EXERCISE AIM —
What you return should match every record exactly, with the images removed.

RECORDS TO USE Block Start

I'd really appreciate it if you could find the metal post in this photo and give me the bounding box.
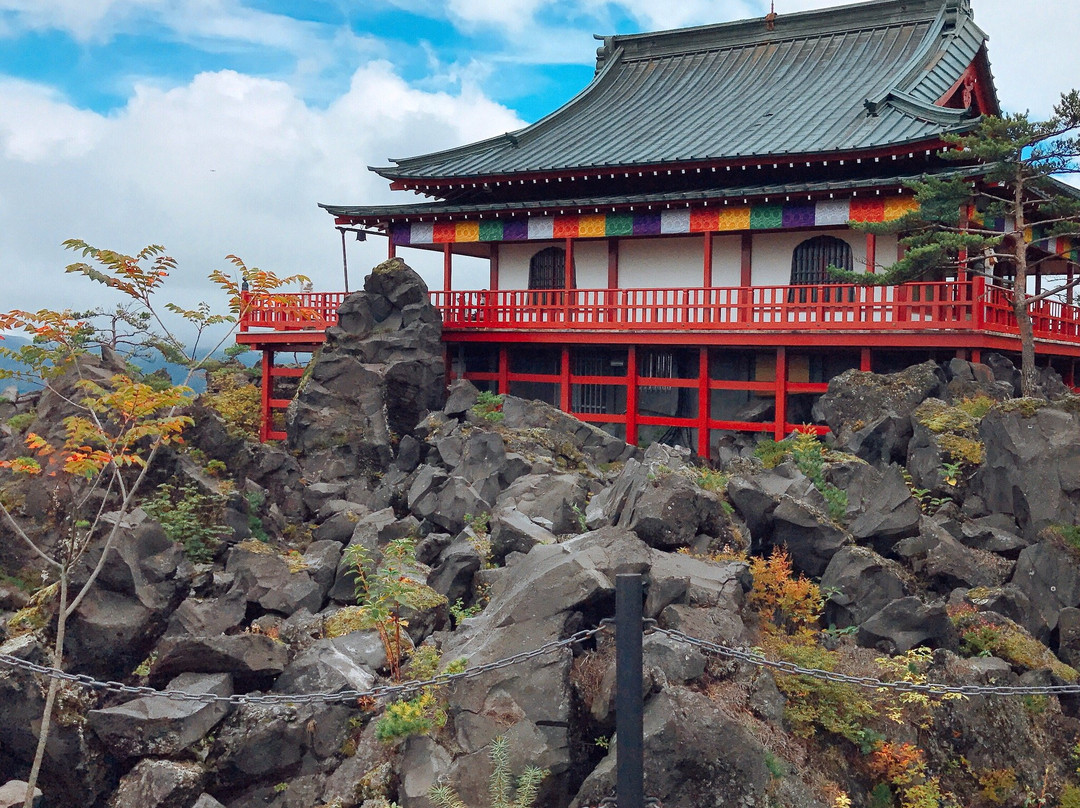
[615,574,644,808]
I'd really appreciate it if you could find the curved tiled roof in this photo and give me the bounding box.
[374,0,993,182]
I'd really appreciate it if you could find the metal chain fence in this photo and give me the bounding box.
[4,620,1080,707]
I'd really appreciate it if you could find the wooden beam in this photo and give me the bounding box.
[260,349,273,443]
[489,246,500,291]
[774,347,787,441]
[443,243,453,291]
[698,347,710,459]
[626,346,639,448]
[388,233,396,260]
[865,232,877,274]
[565,238,575,290]
[703,231,714,287]
[608,238,620,288]
[498,346,509,395]
[860,347,872,372]
[740,232,753,286]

RECORDS TO USE Block End

EXERCISE RESPONSE —
I'd really appreciate it if you could find the metal post in this photo and give me the bounding box.
[615,574,644,808]
I'd really appreciate it if you could find the curved tiled roof in this photo and give me the bounding box.
[374,0,993,182]
I'd really appreciate it if you could find the metal chain fence in this photo and give me the bounding box.
[4,620,1080,707]
I'd really appreciate it if you could find the wooden beam in this photo and give me the bounding box.
[260,349,273,443]
[489,246,500,291]
[774,347,787,441]
[443,243,453,291]
[698,347,710,459]
[626,346,639,448]
[388,233,396,260]
[865,232,877,274]
[565,238,575,290]
[703,231,714,287]
[608,238,620,288]
[498,346,509,395]
[860,347,872,372]
[740,232,753,286]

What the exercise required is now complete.